** begin **
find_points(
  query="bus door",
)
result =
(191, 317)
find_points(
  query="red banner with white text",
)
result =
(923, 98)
** end **
Task details: Return these lines exactly as they are.

Result:
find_points(
  query="bus door",
)
result =
(191, 317)
find_points(
  query="red banner with white text",
)
result =
(923, 98)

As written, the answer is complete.